Location identification entries
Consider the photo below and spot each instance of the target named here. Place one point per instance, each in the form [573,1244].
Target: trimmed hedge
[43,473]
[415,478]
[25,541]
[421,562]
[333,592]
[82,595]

...

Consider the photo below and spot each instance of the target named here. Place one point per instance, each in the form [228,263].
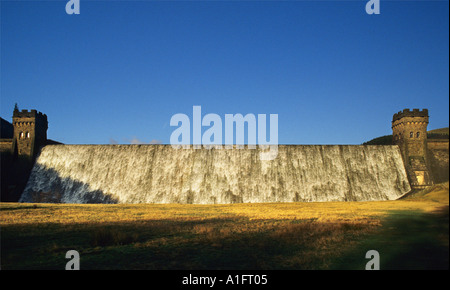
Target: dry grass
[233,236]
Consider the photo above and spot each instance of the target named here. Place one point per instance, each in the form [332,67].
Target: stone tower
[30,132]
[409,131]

■ Problem to solve
Count the lines in the items above that contain the word "below", and reply with the number alone.

■ Reply
2